• _Task to complete_:
Could you reproduce the entries below without changes, from the line with "</instance>" up to and including the line with "box: [169, 319, 230, 600]"?

** Excerpted records follows **

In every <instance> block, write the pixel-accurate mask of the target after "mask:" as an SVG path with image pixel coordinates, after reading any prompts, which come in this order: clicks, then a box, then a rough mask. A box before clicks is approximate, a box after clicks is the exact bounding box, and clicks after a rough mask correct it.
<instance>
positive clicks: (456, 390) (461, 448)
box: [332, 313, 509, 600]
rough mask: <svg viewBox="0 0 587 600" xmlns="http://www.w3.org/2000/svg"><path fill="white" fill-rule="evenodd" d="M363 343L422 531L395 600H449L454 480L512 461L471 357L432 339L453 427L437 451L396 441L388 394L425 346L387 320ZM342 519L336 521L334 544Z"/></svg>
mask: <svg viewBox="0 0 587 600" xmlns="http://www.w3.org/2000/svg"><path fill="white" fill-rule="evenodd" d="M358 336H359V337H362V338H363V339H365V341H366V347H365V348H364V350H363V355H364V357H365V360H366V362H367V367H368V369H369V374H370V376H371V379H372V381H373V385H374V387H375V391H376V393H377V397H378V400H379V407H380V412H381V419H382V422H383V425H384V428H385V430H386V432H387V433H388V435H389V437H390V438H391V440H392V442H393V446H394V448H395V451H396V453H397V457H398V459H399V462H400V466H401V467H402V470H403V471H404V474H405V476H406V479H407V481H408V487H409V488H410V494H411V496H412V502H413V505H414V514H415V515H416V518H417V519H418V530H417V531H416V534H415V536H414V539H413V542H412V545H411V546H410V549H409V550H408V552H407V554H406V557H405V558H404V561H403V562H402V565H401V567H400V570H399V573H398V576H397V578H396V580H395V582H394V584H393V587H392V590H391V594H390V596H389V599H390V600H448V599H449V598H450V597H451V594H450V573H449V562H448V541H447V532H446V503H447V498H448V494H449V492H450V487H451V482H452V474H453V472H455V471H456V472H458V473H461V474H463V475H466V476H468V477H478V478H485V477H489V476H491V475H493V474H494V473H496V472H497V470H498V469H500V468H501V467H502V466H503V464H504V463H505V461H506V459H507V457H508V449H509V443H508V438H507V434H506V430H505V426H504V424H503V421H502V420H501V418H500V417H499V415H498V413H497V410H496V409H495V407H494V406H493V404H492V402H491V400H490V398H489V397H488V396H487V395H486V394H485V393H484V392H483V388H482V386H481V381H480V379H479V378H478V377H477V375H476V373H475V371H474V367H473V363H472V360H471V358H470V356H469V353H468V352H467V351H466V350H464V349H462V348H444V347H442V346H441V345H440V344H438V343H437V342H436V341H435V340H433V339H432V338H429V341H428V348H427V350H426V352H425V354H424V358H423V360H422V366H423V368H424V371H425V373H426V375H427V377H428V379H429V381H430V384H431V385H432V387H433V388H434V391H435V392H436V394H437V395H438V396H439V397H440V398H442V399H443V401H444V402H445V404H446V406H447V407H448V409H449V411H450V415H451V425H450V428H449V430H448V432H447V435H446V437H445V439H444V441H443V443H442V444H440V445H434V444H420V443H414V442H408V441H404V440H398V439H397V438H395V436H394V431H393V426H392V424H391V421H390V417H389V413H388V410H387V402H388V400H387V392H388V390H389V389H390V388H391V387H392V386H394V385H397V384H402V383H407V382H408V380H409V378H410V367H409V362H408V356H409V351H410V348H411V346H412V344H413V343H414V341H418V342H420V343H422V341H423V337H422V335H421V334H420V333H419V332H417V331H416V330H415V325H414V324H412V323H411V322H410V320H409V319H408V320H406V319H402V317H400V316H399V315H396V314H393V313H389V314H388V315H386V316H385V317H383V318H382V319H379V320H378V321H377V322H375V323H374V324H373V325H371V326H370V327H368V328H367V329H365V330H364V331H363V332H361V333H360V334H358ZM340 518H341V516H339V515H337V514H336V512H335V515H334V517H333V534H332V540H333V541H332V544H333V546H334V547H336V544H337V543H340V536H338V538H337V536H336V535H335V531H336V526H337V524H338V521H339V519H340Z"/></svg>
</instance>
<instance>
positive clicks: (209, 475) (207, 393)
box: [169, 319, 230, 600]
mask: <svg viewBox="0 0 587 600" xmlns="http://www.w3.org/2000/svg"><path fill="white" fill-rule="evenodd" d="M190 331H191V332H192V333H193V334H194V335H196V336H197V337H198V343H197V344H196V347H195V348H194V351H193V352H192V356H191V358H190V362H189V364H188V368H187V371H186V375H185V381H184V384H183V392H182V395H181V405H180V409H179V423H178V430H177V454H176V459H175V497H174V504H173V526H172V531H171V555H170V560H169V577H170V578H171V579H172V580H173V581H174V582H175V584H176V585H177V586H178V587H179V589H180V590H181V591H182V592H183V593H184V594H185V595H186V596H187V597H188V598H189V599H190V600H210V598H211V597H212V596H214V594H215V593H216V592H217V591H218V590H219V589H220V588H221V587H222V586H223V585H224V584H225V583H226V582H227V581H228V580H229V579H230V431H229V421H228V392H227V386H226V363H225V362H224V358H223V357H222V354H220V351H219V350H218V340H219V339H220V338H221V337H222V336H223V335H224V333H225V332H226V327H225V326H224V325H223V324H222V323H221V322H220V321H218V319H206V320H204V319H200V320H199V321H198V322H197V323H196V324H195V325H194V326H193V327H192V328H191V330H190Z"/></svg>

** End of Excerpted records **

• _Answer to this task_:
</instance>
<instance>
positive clicks: (209, 475) (207, 393)
box: [169, 319, 230, 600]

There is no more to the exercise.